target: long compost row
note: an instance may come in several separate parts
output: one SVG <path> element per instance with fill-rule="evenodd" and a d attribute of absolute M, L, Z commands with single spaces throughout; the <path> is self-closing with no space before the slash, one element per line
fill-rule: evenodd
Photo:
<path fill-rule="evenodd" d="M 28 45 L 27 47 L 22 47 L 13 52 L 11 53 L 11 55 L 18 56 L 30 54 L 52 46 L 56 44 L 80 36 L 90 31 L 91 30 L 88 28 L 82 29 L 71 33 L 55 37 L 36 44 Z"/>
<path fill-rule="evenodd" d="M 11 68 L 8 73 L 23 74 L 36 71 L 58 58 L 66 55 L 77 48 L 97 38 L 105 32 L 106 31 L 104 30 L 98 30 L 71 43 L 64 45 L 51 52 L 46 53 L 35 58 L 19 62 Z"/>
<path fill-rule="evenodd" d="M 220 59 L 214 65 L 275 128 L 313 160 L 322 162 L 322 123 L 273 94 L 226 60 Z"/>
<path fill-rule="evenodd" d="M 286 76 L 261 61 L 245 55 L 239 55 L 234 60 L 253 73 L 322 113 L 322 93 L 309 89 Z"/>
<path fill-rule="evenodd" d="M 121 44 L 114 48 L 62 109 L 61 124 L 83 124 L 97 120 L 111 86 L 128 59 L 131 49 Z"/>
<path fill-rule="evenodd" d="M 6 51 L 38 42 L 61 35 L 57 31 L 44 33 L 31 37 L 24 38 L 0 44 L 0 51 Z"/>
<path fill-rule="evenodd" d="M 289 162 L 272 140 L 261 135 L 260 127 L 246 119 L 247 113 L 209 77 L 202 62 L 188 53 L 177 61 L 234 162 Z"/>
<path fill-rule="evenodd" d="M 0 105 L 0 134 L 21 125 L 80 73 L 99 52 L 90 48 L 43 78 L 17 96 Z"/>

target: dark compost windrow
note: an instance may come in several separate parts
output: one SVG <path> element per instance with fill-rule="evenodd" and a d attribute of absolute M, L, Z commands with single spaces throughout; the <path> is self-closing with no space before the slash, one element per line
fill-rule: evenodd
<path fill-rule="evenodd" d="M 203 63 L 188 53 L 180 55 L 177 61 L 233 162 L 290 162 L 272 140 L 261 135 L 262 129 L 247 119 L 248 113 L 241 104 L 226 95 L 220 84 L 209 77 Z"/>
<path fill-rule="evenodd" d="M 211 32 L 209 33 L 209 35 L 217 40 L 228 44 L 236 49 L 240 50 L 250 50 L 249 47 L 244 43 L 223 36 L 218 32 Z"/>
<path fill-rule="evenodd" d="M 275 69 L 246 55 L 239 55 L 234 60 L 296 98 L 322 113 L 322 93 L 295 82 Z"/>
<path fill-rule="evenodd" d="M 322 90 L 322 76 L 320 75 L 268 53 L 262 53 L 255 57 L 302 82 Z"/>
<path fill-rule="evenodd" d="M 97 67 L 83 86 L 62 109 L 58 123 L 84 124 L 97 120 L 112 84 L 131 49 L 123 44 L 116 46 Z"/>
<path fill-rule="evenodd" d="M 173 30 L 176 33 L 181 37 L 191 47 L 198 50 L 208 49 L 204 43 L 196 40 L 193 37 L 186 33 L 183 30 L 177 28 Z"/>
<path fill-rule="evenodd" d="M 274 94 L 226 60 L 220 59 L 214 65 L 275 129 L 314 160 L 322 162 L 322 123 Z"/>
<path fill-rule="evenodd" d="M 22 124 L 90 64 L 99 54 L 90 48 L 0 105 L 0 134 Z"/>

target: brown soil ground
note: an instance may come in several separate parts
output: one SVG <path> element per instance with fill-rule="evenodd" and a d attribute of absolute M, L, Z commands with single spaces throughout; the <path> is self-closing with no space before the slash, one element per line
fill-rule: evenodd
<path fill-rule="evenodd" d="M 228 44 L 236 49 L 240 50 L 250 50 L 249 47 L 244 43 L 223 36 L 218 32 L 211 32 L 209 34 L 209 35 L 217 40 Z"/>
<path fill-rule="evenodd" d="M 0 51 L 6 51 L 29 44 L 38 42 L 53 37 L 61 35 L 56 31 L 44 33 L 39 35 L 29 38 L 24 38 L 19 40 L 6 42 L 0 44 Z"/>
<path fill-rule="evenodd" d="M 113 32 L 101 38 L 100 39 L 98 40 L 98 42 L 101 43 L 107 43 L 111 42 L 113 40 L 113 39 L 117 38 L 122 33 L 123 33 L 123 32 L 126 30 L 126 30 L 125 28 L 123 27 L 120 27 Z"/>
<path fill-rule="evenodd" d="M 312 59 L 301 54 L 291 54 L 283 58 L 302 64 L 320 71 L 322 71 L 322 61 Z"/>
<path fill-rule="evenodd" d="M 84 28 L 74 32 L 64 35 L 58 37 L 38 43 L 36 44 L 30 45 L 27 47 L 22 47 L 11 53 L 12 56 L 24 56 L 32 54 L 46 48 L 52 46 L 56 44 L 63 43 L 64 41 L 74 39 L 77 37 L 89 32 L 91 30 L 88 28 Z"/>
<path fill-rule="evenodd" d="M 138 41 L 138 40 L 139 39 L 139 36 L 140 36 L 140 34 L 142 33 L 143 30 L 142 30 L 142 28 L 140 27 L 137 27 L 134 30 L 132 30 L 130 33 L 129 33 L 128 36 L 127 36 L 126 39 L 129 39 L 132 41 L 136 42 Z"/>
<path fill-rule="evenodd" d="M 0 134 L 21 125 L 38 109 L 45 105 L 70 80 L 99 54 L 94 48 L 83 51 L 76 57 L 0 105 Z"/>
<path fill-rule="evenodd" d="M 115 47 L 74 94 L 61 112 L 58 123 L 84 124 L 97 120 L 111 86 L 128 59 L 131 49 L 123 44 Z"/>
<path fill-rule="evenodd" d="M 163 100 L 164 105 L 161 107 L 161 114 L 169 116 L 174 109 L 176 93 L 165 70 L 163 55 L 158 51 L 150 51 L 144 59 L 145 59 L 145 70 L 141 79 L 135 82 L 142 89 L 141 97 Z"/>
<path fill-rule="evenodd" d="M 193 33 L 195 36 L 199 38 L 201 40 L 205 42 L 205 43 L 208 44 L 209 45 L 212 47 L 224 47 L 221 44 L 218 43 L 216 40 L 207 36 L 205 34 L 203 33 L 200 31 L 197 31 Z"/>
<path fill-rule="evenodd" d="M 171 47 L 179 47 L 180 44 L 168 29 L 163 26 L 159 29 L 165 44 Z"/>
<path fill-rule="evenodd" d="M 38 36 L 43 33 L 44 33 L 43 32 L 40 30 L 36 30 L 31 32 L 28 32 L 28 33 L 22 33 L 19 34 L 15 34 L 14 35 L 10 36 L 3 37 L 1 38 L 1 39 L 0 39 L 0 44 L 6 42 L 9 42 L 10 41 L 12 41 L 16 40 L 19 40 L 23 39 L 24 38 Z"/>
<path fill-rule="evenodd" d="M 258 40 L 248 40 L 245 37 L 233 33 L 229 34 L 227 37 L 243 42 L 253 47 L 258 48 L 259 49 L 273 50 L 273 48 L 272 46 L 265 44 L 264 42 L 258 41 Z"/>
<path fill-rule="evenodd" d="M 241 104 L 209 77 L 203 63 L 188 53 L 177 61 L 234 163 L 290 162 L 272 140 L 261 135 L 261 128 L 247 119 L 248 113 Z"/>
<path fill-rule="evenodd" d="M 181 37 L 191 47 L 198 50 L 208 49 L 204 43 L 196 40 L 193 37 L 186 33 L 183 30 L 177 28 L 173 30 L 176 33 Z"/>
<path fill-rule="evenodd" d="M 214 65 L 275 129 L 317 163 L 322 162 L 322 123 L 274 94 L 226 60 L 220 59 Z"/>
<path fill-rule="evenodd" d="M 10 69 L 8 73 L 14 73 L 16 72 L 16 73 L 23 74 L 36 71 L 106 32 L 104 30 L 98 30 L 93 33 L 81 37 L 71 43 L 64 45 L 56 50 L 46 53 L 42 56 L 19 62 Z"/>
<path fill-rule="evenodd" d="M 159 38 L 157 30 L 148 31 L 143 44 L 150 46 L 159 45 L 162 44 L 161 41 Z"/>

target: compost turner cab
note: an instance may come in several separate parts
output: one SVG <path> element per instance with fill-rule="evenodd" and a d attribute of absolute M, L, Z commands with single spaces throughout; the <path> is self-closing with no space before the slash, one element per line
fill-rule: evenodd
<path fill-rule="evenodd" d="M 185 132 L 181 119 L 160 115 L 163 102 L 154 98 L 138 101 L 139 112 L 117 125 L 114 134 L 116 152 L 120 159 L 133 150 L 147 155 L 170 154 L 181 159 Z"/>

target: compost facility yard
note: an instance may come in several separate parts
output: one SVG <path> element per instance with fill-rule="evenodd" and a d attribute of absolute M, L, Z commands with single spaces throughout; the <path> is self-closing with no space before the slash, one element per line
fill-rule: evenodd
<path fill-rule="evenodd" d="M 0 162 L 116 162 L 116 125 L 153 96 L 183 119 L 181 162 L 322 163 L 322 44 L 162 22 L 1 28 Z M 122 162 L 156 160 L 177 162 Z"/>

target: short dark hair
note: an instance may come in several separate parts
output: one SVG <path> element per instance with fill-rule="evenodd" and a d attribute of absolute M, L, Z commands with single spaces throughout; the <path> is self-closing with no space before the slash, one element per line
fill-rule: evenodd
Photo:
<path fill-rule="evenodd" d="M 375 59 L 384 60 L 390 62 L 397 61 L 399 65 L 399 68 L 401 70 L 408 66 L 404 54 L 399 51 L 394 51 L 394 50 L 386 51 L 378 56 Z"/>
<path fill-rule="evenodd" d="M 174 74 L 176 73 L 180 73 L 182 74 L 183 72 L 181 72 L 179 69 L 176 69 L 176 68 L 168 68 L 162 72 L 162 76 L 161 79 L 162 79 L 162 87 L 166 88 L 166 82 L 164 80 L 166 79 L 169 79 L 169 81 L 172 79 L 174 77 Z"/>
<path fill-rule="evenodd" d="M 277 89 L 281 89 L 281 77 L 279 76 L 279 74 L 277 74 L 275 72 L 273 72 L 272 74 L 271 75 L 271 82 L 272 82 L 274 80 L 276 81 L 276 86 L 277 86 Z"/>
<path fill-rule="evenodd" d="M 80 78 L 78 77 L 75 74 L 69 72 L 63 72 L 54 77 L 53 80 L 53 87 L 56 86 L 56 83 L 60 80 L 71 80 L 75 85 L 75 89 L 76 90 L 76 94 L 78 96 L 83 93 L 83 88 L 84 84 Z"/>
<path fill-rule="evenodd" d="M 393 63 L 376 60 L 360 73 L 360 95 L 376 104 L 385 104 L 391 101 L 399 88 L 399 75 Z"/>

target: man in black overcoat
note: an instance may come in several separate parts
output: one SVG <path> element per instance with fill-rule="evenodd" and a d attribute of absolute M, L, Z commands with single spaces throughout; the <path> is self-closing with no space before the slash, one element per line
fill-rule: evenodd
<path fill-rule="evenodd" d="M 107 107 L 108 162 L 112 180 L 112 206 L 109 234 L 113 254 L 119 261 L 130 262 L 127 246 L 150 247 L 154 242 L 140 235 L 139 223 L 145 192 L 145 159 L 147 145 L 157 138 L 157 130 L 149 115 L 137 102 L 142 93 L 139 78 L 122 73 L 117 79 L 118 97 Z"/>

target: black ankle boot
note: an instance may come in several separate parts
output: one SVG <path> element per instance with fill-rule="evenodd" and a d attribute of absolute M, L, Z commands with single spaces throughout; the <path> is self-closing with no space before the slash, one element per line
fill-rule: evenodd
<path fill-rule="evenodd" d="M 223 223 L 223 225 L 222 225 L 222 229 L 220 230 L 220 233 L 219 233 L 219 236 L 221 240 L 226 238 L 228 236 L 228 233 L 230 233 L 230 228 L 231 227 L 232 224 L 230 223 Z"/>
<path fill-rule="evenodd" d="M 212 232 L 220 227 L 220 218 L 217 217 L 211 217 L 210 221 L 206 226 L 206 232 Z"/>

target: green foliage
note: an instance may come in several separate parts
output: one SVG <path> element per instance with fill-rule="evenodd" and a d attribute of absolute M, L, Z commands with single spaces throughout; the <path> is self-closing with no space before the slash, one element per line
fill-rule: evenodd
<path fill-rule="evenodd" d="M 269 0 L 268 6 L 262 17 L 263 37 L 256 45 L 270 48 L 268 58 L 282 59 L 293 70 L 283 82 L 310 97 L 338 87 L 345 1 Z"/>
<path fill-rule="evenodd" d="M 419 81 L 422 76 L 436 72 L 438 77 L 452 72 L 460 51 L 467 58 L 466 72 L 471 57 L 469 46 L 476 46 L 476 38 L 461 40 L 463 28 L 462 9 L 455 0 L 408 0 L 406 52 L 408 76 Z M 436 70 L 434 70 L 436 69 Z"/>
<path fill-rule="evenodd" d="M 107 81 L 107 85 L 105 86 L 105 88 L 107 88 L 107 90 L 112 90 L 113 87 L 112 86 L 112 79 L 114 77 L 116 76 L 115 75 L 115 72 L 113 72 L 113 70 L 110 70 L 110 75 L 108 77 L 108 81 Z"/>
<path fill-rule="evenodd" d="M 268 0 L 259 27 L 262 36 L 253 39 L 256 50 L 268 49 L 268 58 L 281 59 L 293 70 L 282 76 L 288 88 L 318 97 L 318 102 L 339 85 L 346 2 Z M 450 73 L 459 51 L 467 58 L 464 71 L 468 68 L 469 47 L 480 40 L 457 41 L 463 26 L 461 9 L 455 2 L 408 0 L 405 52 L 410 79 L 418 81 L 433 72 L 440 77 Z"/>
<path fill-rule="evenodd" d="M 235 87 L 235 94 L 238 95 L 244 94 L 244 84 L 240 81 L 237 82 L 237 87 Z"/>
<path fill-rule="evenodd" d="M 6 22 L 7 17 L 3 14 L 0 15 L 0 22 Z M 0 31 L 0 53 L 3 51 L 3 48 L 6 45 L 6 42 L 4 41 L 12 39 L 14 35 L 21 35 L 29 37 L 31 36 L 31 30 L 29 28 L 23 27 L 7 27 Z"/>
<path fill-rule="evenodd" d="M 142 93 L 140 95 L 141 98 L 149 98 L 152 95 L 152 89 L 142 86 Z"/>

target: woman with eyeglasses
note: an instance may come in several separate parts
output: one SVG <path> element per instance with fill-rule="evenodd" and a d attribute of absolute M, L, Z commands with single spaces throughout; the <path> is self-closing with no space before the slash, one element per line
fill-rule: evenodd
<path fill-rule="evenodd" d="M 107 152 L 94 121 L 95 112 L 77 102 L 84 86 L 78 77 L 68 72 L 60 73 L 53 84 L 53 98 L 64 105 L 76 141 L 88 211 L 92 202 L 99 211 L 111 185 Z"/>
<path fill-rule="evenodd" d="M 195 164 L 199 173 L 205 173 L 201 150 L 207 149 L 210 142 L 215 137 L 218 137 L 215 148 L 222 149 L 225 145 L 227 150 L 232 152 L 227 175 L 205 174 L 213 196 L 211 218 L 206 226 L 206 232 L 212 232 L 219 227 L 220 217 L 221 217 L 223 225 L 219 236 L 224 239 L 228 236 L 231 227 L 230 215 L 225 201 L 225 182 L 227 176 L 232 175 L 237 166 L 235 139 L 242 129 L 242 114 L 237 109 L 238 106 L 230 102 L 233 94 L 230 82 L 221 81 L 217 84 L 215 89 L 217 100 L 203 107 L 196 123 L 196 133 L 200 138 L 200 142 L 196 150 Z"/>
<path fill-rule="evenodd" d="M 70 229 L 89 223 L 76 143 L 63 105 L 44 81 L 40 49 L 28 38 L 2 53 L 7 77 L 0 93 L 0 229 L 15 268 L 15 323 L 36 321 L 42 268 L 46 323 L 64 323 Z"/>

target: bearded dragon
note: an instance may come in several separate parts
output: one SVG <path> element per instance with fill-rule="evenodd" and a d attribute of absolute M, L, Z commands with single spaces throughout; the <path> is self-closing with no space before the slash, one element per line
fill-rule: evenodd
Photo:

* _Task_: Reproduce verbatim the lines beginning with the one that contains "target: compost facility yard" and continuing through the one that contains "0 162 L 116", including both of those lines.

* _Solution to this problem_:
target: compost facility yard
note: an instance may come in several separate parts
output: one SVG <path> element per instance with fill-rule="evenodd" and a d attribute of absolute M, L, Z commands with single spaces throughout; the <path> is self-closing with no space before the slash, one element per line
fill-rule: evenodd
<path fill-rule="evenodd" d="M 0 162 L 116 162 L 116 125 L 153 96 L 183 119 L 181 162 L 322 163 L 322 44 L 162 22 L 1 28 Z M 122 162 L 156 160 L 177 162 Z"/>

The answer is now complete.